**TASK DATA:**

--- BEGIN ---

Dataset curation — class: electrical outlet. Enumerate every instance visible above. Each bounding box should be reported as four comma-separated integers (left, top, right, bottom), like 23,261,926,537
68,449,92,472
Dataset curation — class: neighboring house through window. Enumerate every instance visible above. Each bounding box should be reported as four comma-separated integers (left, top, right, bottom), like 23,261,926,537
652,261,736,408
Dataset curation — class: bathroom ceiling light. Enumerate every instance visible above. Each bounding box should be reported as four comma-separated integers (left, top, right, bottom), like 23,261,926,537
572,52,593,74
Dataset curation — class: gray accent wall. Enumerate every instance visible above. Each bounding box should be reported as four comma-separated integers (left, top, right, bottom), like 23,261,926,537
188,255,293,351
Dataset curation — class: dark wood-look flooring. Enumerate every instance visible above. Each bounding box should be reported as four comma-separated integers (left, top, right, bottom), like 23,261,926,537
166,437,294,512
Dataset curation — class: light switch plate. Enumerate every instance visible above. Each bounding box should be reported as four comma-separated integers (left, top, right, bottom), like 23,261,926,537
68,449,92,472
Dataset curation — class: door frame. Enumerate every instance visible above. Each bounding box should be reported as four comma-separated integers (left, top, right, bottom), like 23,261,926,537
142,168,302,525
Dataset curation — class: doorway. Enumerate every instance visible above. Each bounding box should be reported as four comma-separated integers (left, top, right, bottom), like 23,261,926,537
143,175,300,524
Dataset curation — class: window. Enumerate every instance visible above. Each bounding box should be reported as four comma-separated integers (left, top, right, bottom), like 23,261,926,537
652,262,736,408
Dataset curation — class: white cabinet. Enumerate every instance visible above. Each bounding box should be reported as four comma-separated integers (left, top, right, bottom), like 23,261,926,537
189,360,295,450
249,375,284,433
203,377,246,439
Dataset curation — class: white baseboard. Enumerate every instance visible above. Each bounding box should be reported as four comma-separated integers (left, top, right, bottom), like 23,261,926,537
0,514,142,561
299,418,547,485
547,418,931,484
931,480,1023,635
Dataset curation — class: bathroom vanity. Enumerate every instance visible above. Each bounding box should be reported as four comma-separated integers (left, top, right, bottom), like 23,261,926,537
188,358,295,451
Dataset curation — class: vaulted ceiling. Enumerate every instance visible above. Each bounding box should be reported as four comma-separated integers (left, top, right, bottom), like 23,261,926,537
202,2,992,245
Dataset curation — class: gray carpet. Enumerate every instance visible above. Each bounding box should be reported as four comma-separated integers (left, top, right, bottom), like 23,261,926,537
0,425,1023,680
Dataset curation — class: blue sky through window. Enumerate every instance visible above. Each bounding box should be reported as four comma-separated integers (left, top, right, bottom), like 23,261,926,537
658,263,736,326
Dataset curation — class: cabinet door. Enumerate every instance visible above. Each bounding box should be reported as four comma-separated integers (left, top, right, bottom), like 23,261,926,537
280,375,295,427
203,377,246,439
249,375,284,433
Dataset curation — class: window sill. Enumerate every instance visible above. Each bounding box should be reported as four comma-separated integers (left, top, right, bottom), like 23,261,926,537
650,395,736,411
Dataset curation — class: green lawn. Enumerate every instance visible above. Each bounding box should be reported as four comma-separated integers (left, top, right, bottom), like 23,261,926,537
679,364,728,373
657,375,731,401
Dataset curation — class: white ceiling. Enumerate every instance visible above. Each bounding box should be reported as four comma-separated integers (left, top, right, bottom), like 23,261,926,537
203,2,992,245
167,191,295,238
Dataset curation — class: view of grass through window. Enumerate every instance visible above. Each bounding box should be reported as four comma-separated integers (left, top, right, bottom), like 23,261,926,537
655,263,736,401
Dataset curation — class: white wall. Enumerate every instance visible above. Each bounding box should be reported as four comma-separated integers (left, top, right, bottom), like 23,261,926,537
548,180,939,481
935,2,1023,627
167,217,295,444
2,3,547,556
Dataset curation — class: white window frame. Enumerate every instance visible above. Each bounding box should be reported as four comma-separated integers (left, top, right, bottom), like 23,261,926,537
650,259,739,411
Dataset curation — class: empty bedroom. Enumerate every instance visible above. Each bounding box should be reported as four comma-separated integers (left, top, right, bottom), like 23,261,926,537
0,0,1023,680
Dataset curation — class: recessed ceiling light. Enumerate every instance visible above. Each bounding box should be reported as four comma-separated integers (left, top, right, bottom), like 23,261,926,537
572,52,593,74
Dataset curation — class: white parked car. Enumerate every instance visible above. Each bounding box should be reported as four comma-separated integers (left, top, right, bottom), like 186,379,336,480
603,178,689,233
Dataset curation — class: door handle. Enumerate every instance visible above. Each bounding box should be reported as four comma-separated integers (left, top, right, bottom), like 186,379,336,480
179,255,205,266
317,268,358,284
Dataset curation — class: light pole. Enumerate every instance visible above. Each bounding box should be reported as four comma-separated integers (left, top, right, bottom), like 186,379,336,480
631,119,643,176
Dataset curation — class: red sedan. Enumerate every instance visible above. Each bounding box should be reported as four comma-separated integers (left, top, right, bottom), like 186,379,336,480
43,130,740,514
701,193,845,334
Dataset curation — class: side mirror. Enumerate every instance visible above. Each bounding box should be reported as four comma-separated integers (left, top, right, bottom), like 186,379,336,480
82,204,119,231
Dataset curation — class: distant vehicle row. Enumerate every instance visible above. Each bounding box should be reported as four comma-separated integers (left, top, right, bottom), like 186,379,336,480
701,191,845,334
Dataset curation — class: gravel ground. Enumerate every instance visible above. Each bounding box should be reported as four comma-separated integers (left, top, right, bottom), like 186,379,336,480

--- END ---

**THE EXERCISE:** Substitute "List each instance" for every occurrence of "Enumerate every instance" in the data above, and reproduce all of it with no other changes.

**PROBLEM SOLUTION:**
Dataset curation — class: electrical outlet. List each instance visible above. Each bounding box should be reported as four comma-separated integers (left, top, right, bottom), like 23,261,926,537
68,449,92,472
Dataset curation — class: neighboring house through window. List each instance visible above. Each bounding box should be reported as four comma-separated integers (left, top, right, bottom), like 23,261,926,537
652,261,736,408
Dataset curation — class: bathroom ceiling light. List each instance visible above. Each bounding box should be reported as four comma-separated integers (left, top, right, bottom), like 23,261,926,537
572,52,593,74
Dataset curation — class: gray accent wall. List each instance visible above. Each bounding box should be reported as four comma-separated integers (left, top, right, bottom), like 23,261,926,537
188,255,293,351
Dataset curation — class: dark wood-look flooring. List each instance visible above. Each bounding box should be reported as four comma-separated integers (left, top, right, bottom), like 23,261,926,537
166,437,294,512
Dataset curation — class: light switch plate. List each instance visible above. Each bounding box should be reported as four comma-separated integers (left, top, right, bottom), like 23,261,926,537
68,449,92,472
Dataset curation — class: door frame. List each instance visible above. Each bounding box should be reported as four comma-separated integers (left, top, right, bottom), like 23,261,926,537
142,168,302,525
Dataset curation — class: doorway. List each instance visible above. Each bounding box should be reported as four comma-separated integers (left, top, right, bottom), like 23,261,926,537
143,175,300,524
Dataset curation — class: window. List each instance visible above. Each bounding box should be reported as four comma-separated integers (left, top, right, bottom), like 23,261,926,537
652,262,736,408
Dataset curation — class: white cabinet. List each instance visible above. Each bounding box should be reported as four comma-separated integers (left, top, right, bottom), like 23,261,926,537
189,360,295,450
249,375,284,433
203,377,246,439
Dataset curation — class: white baseboard. List each instance visible above. Each bounding box should be reported as four comma-separated integers (left, top, right, bottom), like 23,261,926,537
0,514,142,561
299,418,547,485
547,418,931,484
931,480,1023,635
Dataset curation — class: bathroom vanity. List each instance visible above. Each bounding box should be reported as four comma-separated integers (left, top, right, bottom), like 23,261,926,537
188,358,295,451
Dataset curation — class: vaulted ceiling. List each instance visible above. Each bounding box should be reported as four comma-separated integers (left, top, right, bottom), like 23,261,926,537
202,2,992,245
Dataset curation — class: gray carpet. List each instance visible above. Each bounding box should be reported as four comma-separated integers (left, top, right, bottom), like 23,261,926,537
0,425,1023,680
Dataset curation — class: blue sky through window. List each instance visible above. Each bounding box should be reported as four comma-separated integers (left, top, right, bottom), like 23,261,926,537
658,263,736,326
Dataset curation — class: cabinet door. List each instance visible above. Each bounding box should be reported as four comma-separated integers (left, top, right, bottom), like 23,261,926,537
280,375,295,427
203,377,246,439
249,375,284,433
Dataset curation — class: window sill. List each instance visible above. Each bounding box should be reported as four comma-separated integers (left, top, right, bottom), like 23,261,926,537
650,395,736,411
Dataset curation — class: green lawn. List each instance visible above. Each bounding box should be reported as four comma-separated integers (left, top, right, bottom), like 23,261,926,537
679,364,728,373
657,375,731,401
Dataset curation — class: white ceiling. List each instance visible above. Each bounding box should be reported as four comma-separated integers (left, top, right, bottom), like 23,261,926,537
203,2,992,245
167,191,295,238
Dataset curation — class: view of grass through window. List each instance visible above. Each bounding box should be reported as four comma-separated integers (left, top, right, bottom), like 23,261,926,537
655,263,736,401
Dataset curation — class: white wall. List each instance visible above. Each bounding box should be reported as four comma-separated integers (left, top, right, bottom), like 23,261,926,537
548,180,939,481
935,2,1023,627
167,217,295,444
2,3,547,556
Dataset curation — class: white window frame. List each instance visible above. Each bounding box should be reported as four comma-separated integers (left, top, right, bottom), like 23,261,926,537
650,259,739,411
Dataset curation — class: empty bedroom. List each instance visible above. Each bounding box should be reported as four comma-separated integers (left, top, right, bottom), like 23,261,926,537
0,0,1023,680
Dataset curation — class: recessed ceiling light. List each instance visible above. Each bounding box should be reported as four comma-separated integers (left, top, right, bottom), like 23,261,926,537
572,52,593,74
Dataset curation — class: white parked car. List each instance visible above. Each bounding box should be reported as four comma-separated integers (left, top, right, bottom), like 186,379,336,480
603,178,689,233
Dataset curation — class: door handle. List each instance visible above. Each bounding box should be reported as four comma-separated integers (left, top, right, bottom), like 186,379,336,480
179,255,205,266
317,268,358,284
Dataset curation — class: light pole. List each instance visible above. Each bounding box should be reported as four comma-separated integers (left, top, right, bottom), like 186,379,336,480
631,119,643,176
Dataset curation — class: red sedan. List each instance visible above. Each bounding box should be reported as four comma-separated integers (left, top, right, bottom), like 186,379,336,480
43,130,740,514
701,193,845,334
Dataset curation — class: side mirror. List each instance visible above. Each bounding box should be reported as four comma-separated integers (left, top, right, bottom), like 186,379,336,480
82,204,119,231
Dataset curation — class: distant vehicle row. List each instance visible above. Each bounding box should be reported as four comma-separated integers (left, top, right, bottom), like 186,379,336,480
701,191,845,334
Dataset curation — class: gravel ground. List each instance visible above. Each bounding box should be reported as four comma-separated integers (left, top, right, bottom), like 186,379,336,480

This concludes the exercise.